Chez Huawei, nous croyons que la construction de la confiance numérique se fera aussi et surtout à travers la formation et la sensibilisation. Pour accompagner ce mouvement, Huawei déploie de nombreuses initiatives en matière de formation et de sensibilisation. L’objectif étant notamment de promouvoir une culture de la cybersécurité en Afrique, tout en renforçant les capacités et les connaissances techniques en cybersécurité dans tous les secteurs. Dans cette perspective Huawei a lancé plusieurs programmes notamment : 

  • l’initiative « Seeds for the future » vise à sélectionner les meilleurs talents intéressés par les nouvelles technologies pour leur fournir une formation sur mesure dans le domaine des TIC et plus récemment, dans celui de la cybersécurité. Cela a particulièrement été le cas lors de l’édition « Seeds for the Future Mali 2021 », où les étudiants ont eu l’occasion d’assister à un cours d’introduction à la cybersécurité et à l’approche développée par Huawei dans ce secteur. Par ce biais, il était ainsi permis aux jeunes talents spécialisés en TIC de comprendre et d’assimiler au mieux les actions de Huawei dans ce domaine. En Côte d’Ivoire, Huawei a par ailleurs travaillé conjointement avec les décideurs politiques pour créer des centres de formations en cybersécurité
  • la ICT Academy, développée dans 12 pays de la région Northern Africa. Celle-ci a pour objectif d’enseigner aux étudiants les technologies de pointe dans les secteurs de l’IA ou du cloud. En effet, cette dernière porte en elle de nombreuses opportunités d’emplois permettant d’accélérer le développement socio-économique du continent. Huawei a collaboré avec plus de 350 collèges et universités spécialisés dans les TIC – et considérés comme les meilleurs -, dans 15 pays de la région Northern Africa, afin d’enseigner aux étudiants les technologies de pointe en routage, cloud, 5G ou encore IA. Grâce à ce projet, Huawei a formé plus de 71 000 talents dans le domaine des TIC dans la région Northern Africa
  • Digitech Talent, déployé en parallèle au Maroc, avec 58 académies et universités partenaires du programme. Ce sont près de 6 500 étudiants qui ont déjà été formés, parmi lesquels 1 500 personnes ont été certifiées

Notre engagement pour la formation locale a pour objectif de faire émerger des experts nationaux, qui seront la force numérique africaine de demain à même d’assurer la cybersécurité du continent.

● CONSIGNE:
Recopiez tel quel, dans le texte sur les formations de Huawei, tout ce qui va de « Notre engagement pour » jusqu'à « cybersécurité du continent. ».

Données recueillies

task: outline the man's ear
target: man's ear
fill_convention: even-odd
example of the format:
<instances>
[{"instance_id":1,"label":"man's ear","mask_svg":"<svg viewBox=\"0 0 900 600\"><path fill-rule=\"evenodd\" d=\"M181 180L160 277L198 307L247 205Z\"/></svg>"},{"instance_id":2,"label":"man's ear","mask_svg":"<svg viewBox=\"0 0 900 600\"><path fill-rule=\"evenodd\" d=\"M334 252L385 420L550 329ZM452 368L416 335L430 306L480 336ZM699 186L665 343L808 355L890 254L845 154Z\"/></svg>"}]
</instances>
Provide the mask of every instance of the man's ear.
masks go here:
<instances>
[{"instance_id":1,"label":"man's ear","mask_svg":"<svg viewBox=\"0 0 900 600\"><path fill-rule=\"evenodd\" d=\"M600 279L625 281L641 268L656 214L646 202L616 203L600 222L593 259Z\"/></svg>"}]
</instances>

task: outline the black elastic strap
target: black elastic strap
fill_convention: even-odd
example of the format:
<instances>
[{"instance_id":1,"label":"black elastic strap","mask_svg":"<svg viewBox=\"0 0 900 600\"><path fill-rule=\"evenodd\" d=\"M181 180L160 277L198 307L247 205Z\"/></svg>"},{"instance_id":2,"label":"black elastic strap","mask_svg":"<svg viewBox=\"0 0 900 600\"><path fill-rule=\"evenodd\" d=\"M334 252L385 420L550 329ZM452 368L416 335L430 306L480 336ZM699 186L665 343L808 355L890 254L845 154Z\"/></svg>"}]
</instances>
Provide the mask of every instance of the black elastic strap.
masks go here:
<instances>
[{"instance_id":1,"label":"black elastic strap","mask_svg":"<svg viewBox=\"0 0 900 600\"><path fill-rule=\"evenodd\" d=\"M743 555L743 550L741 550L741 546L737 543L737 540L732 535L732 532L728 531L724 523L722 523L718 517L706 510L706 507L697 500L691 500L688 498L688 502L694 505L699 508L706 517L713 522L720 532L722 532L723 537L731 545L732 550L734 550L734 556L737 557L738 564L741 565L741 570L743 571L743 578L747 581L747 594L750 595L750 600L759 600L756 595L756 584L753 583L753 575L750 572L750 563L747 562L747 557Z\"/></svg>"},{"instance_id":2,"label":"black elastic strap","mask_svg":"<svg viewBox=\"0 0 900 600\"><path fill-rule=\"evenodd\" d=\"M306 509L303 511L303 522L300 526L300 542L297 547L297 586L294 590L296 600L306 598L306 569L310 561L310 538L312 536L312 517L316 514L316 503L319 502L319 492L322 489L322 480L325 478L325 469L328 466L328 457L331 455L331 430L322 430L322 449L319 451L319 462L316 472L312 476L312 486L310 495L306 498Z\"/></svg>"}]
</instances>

● RÉSULTAT OBTENU:
Notre engagement pour la formation locale a pour objectif de faire émerger des experts nationaux, qui seront la force numérique africaine de demain à même d’assurer la cybersécurité du continent.